§ **About this task**
Go through the listing below and count the lines with "clicks" in them. Only the count is needed.

§ **Material shown**
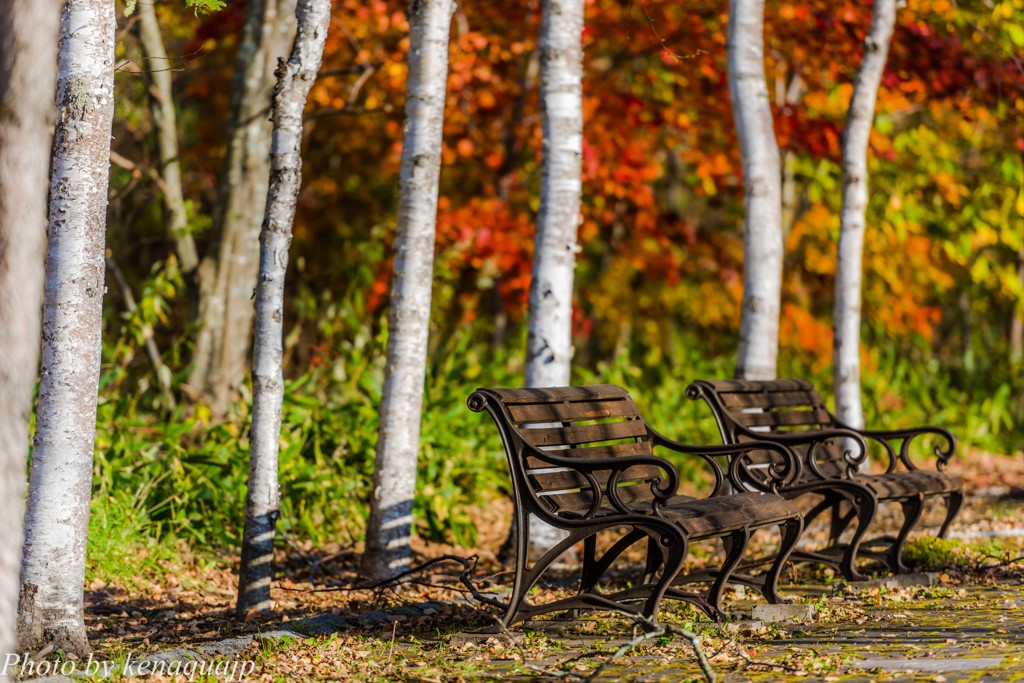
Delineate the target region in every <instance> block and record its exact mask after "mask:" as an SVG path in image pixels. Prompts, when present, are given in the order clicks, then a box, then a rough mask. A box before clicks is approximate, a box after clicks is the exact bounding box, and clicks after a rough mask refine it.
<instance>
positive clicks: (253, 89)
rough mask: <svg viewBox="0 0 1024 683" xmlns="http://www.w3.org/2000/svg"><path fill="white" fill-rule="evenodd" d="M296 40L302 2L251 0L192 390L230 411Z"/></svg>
mask: <svg viewBox="0 0 1024 683" xmlns="http://www.w3.org/2000/svg"><path fill="white" fill-rule="evenodd" d="M294 36H295V0H249V2H248V3H247V5H246V18H245V26H244V27H243V33H242V38H241V42H240V45H239V54H238V57H237V59H236V77H234V83H233V85H232V88H233V92H232V98H231V114H230V118H229V121H228V140H227V158H226V161H225V167H224V176H223V177H224V180H223V182H222V185H221V189H220V206H218V210H217V215H216V217H215V224H214V230H215V239H214V244H213V245H212V248H211V250H210V253H209V254H207V255H206V256H205V257H204V258H203V261H202V262H201V263H200V269H199V280H200V333H199V336H198V338H197V340H196V349H195V352H194V366H193V372H191V373H190V375H189V378H188V385H189V386H190V387H191V389H193V390H194V391H195V392H197V393H198V394H199V395H201V396H203V397H205V398H206V399H208V400H209V401H210V407H211V410H212V412H213V414H214V416H216V417H221V416H223V414H224V413H225V412H226V410H227V407H228V403H229V402H230V400H231V399H232V398H233V397H234V396H236V395H237V393H238V390H239V388H240V387H241V386H242V383H243V382H244V381H245V374H246V368H247V365H248V364H247V358H248V355H249V343H250V340H251V338H252V325H253V316H254V308H253V302H252V297H253V290H255V288H256V274H257V270H258V267H259V231H260V225H261V224H262V222H263V206H264V204H265V201H266V194H267V184H268V182H269V178H270V160H269V152H270V127H271V126H270V120H269V109H270V97H271V94H272V91H273V87H274V83H275V78H274V76H273V72H274V69H275V68H276V66H278V60H279V59H284V58H286V57H287V55H288V53H289V50H290V49H291V45H292V41H293V39H294Z"/></svg>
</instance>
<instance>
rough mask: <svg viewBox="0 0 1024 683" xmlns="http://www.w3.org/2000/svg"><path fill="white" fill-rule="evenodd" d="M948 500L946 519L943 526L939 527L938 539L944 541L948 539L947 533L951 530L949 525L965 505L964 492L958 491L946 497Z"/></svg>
mask: <svg viewBox="0 0 1024 683" xmlns="http://www.w3.org/2000/svg"><path fill="white" fill-rule="evenodd" d="M945 499H946V518H945V519H944V520H942V526H941V527H939V533H938V537H939V538H940V539H944V538H945V537H946V531H948V530H949V524H951V523H952V521H953V517H955V516H956V513H957V512H959V509H961V507H962V506H963V505H964V492H963V490H957V492H953V493H952V494H949V495H947V496H946V497H945Z"/></svg>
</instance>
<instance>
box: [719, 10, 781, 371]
mask: <svg viewBox="0 0 1024 683" xmlns="http://www.w3.org/2000/svg"><path fill="white" fill-rule="evenodd" d="M726 60H727V67H728V78H729V96H730V98H731V99H732V114H733V119H734V120H735V125H736V133H737V135H738V137H739V157H740V162H741V164H742V172H743V191H744V196H745V202H744V225H745V232H744V241H743V302H742V311H741V317H740V323H739V350H738V352H737V354H736V377H737V378H739V379H774V378H775V374H776V362H777V357H778V315H779V307H780V300H781V292H782V199H781V198H782V194H781V193H782V190H781V171H780V168H779V154H778V143H777V142H776V140H775V129H774V126H773V124H772V118H771V106H770V104H769V100H768V84H767V82H766V81H765V65H764V0H730V2H729V23H728V29H727V34H726Z"/></svg>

§ **Task result**
2